## [Article]

Gail Stewart wrote:
[snip] 
> Brad, you say with respect to temp agencies
> > What if they were called labor-pimps?
> 
> You make me like the term "flexwork agencies" even better.
[snip] 
> While I find your metaphors distasteful

In this case I was indeed guilty of trying to present
something as being distasteful.  Of course things are
as usual more complicated, and the notion of
lifetime "paternalistic" employment has been distastefully
likened to paternalistic marriage.

> there is a point I
> want to make. I think you mistake the nature of
> self-directed self-employment.
[snip]
> Their self-directed self-employment
> isn't the isolationist activity that you seem to have in
> mind: it often involves using a variety of services -
> information, networking, research 

I could not agree more, and I thought about saying something
about networking, etc., but I figured that would make my posting
too long and rambling.  Instead I came across as grossly
"one sided", at best....  

> - that are not unlike
> those provided by temp agencies to workers seeking work. If,
> as Charles Brass suggests, the temp agencies were seen and
> saw themselves as working for the workers, this affinity
> would be clearer.

Wasn't the proposal for temp workers to join together
and establish self-managing *cooperatives*?  Another great
idea.  How to do it?

> 
> My purpose in this rather prolonged engagement is of course
> to break up fixed perceptions (my own as much as others -- I
> learn as I write) in such a way as to make us more aware of
> our options. 

As has been pointed out, some of us have more options than others.
Working temporarily at something for essentially sociological
research reasons is very different from being stuck there
for real.  (I often think, e.g., of Gandhi's voluntary
poverty, and how he also volunteered his family to
enjoy it against their wishes, too....)

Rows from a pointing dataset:
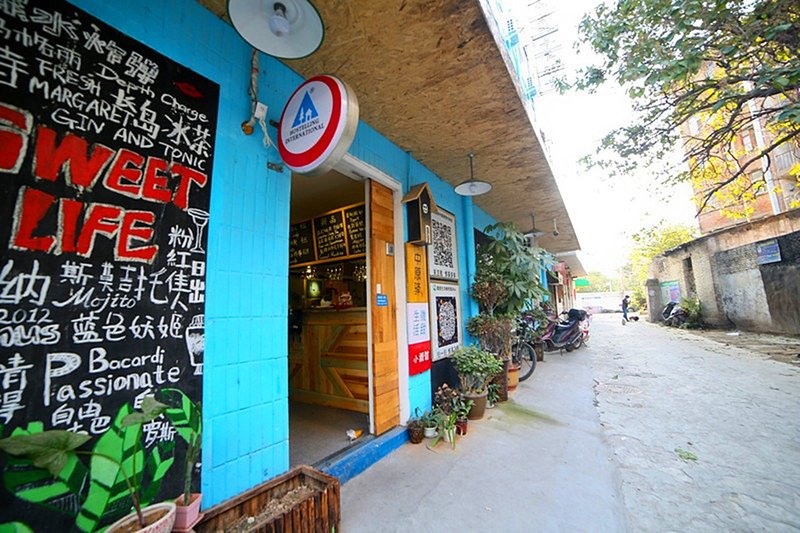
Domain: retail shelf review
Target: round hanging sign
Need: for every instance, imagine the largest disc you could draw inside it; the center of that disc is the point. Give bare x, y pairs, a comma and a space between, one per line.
318, 125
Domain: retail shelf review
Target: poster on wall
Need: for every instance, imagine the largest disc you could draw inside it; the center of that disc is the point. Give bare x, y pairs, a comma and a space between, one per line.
670, 292
445, 307
106, 151
443, 252
419, 338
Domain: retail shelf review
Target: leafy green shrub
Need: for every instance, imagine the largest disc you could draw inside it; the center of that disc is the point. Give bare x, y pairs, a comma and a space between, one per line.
694, 317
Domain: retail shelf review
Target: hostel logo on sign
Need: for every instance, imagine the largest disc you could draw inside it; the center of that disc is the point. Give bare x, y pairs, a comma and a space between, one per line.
317, 125
306, 113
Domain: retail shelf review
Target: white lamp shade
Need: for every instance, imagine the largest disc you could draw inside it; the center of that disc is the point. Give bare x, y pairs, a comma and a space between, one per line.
251, 18
473, 188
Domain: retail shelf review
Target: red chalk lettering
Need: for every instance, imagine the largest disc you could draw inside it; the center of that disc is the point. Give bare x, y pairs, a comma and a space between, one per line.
69, 215
15, 128
131, 232
70, 155
187, 176
100, 218
124, 179
32, 206
156, 186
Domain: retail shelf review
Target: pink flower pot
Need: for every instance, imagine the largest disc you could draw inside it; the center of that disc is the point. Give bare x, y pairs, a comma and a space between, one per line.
187, 516
162, 525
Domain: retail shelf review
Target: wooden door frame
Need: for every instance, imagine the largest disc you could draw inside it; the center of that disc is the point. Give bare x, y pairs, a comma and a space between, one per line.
355, 168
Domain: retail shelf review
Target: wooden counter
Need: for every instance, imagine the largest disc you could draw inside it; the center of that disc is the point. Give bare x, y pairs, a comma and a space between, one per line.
328, 359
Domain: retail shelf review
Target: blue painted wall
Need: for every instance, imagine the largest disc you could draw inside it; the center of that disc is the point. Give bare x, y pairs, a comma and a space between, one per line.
245, 389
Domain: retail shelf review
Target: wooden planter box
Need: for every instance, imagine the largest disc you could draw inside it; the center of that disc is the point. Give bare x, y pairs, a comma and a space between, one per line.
317, 511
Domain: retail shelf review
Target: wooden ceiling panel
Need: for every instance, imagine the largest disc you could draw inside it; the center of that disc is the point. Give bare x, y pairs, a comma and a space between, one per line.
429, 76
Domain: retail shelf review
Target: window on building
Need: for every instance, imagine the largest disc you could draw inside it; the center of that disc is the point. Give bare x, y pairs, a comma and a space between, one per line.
786, 156
694, 125
747, 141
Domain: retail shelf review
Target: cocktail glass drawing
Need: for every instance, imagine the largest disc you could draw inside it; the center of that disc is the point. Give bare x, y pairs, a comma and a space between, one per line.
195, 342
200, 219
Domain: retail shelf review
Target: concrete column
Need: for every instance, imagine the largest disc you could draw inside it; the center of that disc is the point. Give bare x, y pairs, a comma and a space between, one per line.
654, 304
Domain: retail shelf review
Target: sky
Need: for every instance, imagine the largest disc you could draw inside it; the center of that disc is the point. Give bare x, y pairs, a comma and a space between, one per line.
604, 211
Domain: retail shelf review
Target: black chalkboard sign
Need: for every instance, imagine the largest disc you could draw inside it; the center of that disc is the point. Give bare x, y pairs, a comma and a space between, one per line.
106, 151
355, 221
301, 243
329, 233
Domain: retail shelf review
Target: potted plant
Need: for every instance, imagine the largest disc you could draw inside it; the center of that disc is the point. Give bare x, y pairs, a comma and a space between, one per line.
187, 419
430, 423
415, 428
506, 281
447, 431
115, 460
462, 410
475, 368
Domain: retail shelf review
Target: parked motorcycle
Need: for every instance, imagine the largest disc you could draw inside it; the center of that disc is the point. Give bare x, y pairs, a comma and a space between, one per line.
569, 334
673, 314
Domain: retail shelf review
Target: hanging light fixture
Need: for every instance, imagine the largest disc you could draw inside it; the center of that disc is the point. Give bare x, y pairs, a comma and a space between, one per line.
534, 231
473, 187
289, 29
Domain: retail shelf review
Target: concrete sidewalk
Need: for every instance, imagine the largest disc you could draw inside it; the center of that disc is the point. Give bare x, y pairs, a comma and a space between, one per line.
537, 463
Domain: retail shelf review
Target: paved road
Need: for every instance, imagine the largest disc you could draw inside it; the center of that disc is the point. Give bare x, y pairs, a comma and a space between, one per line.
538, 463
663, 394
647, 429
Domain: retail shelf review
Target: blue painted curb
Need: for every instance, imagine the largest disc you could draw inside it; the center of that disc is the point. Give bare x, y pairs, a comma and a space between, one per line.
355, 460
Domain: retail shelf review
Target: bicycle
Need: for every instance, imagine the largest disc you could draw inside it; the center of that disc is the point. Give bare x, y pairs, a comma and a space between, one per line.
522, 352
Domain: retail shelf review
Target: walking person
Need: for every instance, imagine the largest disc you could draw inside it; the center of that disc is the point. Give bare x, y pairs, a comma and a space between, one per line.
625, 302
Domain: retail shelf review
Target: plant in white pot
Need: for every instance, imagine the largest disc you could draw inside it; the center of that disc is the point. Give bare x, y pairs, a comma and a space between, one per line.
115, 478
187, 419
475, 368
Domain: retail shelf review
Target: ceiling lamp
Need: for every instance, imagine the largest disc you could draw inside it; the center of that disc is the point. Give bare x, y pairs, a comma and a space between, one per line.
289, 29
473, 187
534, 231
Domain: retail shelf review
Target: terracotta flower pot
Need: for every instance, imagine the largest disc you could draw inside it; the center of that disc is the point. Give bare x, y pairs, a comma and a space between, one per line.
186, 516
163, 524
415, 434
478, 405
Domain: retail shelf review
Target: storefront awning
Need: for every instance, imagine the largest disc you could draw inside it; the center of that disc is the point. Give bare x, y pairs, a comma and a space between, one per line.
430, 77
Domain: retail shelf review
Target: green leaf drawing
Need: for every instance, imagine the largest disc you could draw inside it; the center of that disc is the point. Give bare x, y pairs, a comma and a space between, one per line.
116, 461
151, 409
48, 450
15, 527
183, 413
37, 485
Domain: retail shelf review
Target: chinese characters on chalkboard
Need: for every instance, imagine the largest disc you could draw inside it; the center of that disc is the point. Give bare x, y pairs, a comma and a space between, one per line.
338, 234
106, 152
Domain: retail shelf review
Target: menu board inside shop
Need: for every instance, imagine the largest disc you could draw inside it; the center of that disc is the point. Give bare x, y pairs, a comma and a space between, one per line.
329, 235
106, 151
301, 243
355, 221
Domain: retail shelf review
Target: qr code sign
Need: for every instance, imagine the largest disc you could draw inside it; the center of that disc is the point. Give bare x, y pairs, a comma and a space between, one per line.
442, 244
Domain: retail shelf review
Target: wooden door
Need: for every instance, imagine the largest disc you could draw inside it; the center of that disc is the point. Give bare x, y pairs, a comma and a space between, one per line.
385, 387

## [What you are asked to do]
Write out the message on temp agencies from "I could not" up to and including "How to do it?". These entries have no connection to the message above.

## [Answer for the task]
I could not agree more, and I thought about saying something
about networking, etc., but I figured that would make my posting
too long and rambling.  Instead I came across as grossly
"one sided", at best....  

> - that are not unlike
> those provided by temp agencies to workers seeking work. If,
> as Charles Brass suggests, the temp agencies were seen and
> saw themselves as working for the workers, this affinity
> would be clearer.

Wasn't the proposal for temp workers to join together
and establish self-managing *cooperatives*?  Another great
idea.  How to do it?